- _TRY IT_
Which lines run from the one containing "Target: white postcard border" to the end of the entries below? Retype exactly those, both ends included.

- _Referring expression pointing data_
· · · ·
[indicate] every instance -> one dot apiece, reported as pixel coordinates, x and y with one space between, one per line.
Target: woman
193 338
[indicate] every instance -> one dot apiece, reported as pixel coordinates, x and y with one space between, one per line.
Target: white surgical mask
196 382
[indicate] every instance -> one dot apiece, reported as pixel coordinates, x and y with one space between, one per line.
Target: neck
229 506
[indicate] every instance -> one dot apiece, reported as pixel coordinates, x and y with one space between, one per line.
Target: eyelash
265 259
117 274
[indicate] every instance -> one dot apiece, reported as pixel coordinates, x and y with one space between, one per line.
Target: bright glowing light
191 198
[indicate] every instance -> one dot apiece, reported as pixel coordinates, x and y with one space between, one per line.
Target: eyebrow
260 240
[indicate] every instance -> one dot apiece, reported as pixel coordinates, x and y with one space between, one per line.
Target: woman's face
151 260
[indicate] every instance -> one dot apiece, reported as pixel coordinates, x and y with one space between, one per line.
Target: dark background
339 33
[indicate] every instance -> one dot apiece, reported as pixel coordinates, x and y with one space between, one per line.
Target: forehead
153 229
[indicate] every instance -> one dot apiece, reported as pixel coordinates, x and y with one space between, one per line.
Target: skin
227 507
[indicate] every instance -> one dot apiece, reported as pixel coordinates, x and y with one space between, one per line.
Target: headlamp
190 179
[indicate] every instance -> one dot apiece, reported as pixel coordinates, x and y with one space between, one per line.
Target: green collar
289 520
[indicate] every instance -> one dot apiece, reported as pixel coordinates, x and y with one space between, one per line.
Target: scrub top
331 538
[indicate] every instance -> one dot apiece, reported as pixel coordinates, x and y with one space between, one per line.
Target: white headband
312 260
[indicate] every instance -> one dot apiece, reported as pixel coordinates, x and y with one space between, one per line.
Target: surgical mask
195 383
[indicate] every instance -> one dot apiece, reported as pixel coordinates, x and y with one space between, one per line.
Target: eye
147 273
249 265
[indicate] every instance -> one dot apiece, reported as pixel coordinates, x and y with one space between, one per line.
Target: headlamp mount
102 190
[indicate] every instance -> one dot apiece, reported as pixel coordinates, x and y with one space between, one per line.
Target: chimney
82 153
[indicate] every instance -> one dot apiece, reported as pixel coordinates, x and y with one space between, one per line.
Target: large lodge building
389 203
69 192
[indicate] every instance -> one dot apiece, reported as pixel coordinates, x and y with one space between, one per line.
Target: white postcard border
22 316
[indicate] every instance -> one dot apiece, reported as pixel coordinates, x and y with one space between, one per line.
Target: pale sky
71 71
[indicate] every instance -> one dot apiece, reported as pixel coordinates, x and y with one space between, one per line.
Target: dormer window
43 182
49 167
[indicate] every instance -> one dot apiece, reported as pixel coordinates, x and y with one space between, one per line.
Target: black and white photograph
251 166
· · · ·
- _SOLVED EXERCISE_
Target: white postcard border
22 316
[indicate] every instance -> one dot apiece, reported as pixel coordinates, x and y with one space between, one per line.
Target: pale sky
71 71
[indicate] every instance -> one dot apiece, reported as pixel coordinates, x and y with one space between, one per line.
Target: dormer window
43 182
49 167
[indicate] every instance -> one dot apiece, reported as pixel coordinates, x and y with one space between, one per line.
Target: black and white photograph
251 166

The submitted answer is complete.